Would you please output the data exactly, omitting no line?

*** Opening of Provided information ***

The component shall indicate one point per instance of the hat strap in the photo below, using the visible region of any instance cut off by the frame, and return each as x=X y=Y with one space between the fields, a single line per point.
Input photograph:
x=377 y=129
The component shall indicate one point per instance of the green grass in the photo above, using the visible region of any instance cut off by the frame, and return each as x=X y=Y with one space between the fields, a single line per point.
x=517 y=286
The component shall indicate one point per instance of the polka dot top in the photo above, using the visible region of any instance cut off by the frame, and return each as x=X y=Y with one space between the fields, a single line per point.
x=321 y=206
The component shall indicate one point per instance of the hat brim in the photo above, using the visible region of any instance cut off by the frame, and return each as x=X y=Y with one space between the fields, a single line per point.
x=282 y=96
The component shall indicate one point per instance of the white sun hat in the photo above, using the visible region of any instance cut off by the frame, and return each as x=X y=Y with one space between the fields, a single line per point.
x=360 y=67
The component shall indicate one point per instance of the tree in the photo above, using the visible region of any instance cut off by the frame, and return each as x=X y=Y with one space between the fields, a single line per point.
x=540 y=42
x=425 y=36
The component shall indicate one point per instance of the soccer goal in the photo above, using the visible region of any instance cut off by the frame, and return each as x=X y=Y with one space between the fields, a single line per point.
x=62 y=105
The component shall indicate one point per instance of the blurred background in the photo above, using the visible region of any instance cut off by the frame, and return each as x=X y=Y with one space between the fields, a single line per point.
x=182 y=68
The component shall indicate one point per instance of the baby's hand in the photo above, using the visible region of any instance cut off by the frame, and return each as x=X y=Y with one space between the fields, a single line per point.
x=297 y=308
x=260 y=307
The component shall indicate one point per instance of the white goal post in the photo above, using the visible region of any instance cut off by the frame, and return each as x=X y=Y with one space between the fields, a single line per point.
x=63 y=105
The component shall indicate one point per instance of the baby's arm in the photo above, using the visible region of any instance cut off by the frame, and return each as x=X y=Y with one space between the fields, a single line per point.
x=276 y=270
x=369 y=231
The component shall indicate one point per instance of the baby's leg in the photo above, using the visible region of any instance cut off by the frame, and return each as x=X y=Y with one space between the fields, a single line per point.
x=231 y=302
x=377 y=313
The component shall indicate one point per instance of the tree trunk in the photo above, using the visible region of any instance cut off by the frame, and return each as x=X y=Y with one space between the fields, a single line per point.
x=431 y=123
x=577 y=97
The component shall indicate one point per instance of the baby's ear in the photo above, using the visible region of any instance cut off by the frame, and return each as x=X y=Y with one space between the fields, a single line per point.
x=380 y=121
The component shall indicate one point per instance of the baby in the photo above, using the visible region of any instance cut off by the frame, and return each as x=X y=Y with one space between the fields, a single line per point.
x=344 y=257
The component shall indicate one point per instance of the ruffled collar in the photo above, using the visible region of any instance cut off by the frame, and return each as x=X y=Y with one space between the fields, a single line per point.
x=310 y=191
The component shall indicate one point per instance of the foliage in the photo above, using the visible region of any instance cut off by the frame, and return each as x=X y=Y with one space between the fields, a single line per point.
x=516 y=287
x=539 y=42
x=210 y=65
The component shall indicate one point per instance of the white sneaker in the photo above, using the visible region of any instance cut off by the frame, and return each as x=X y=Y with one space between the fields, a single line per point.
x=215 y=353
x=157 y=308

*** Close of Provided information ***

#### Task answer
The component shall indicate one point per instance of the hat strap in the photo below, using the visible region of any instance cut off by the frame, and return each as x=X y=Y with one space between the fields, a single line per point.
Input photograph:
x=377 y=129
The component shall indicate one point per instance of the green grass in the photo above, using the visible region of any instance cut off by the frame, and return each as x=X y=Y with one space between the fields, a single line per point.
x=517 y=286
The component shall indicate one point per instance of the polka dot top in the photo above, using the visible region of any instance cut off by the frame, and return each as x=X y=Y with one space between the fields, a single line per point.
x=321 y=206
The component shall indicate one point per instance of the hat brim in the photo above, using the visible region of any instance cut off by the frame, and return each as x=X y=Y with one space between the fields, a single line per point.
x=282 y=96
The component shall indicate one point per instance of the white sun hat in the photo above, using the visible region of any instance cut off by the frame, and return each as x=X y=Y with one space between the fields, a single line per point.
x=360 y=67
The component shall indicate one point per instance of the tree in the photo above, using the visible region of any instance cut off by the frame, and return each as x=X y=Y with one space between the fields, a single line per point.
x=540 y=42
x=425 y=36
The component shall indicate one point per instance of the soccer goal in the photo above, using the visible region of any instance cut off by the frame, and return each as x=X y=Y with one space between the fields, a single line per point.
x=62 y=105
The component shall indicate one point per instance of the blurred background in the photo above, using the visible region of any instance cut off by the frame, and return each as x=X y=Y with one space between the fields, a single line per point.
x=182 y=68
The component shall indicate one point per instance of the baby's hand in the photo above, using the visible region of any instance cut off by the frame, and return each as x=X y=Y with one space between the fields, a single line per point.
x=297 y=308
x=260 y=307
The component shall indicate one point per instance of the white goal post in the photo above, using the visible region of any instance cut off by the frame, and return each as x=X y=Y with one space between the fields, a single line per point.
x=63 y=105
The component shall indicate one point per instance of the baby's arm in the photo above, using the visible region of any instance cut off by the frame, and return each as x=X y=Y with one space between the fields, a single line per point.
x=276 y=270
x=369 y=231
The component shall indicate one point per instance of the baby's leg in the photo above, using the visible region of any instance cut off by the frame, and return each as x=X y=Y with one space between the fields, a single line per point.
x=231 y=302
x=377 y=313
The component shall indicate one point per instance of the tree trunk in the photo above, using the visible region of any instance cut off by the frame, and return each as x=X y=Y with one space between the fields, a single line per point.
x=431 y=123
x=577 y=97
The component shall indicate one point per instance of the baby's ear in the photo above, using the visible region of any instance cut off by the frame, and return each as x=X y=Y with one space between the fields, a single line per point.
x=380 y=121
The component shall indicate one point per instance of the baby in the photo above, using the visible region of any instance cut off by the frame, and return each as x=X y=Y with one space between the fields, a single line per point.
x=344 y=257
The component shall indicate one point per instance of the ruffled collar in the photo above, using the visible region of any instance cut off by the frame, and return each as x=X y=Y with one space between the fields, a single line per point.
x=310 y=191
The component shall indicate one point per instance of the foliage in the photo above, using the visible region of any instance cut off by the frame, and return each as x=X y=Y with one space between the fields, a single line per point.
x=516 y=287
x=539 y=42
x=210 y=65
The component shall indicate one point per instance of the white sneaker in the photo above, using the visible region of any instance cut off by the frame, and return each as x=X y=Y with one space between the fields, a single line per point.
x=215 y=353
x=157 y=308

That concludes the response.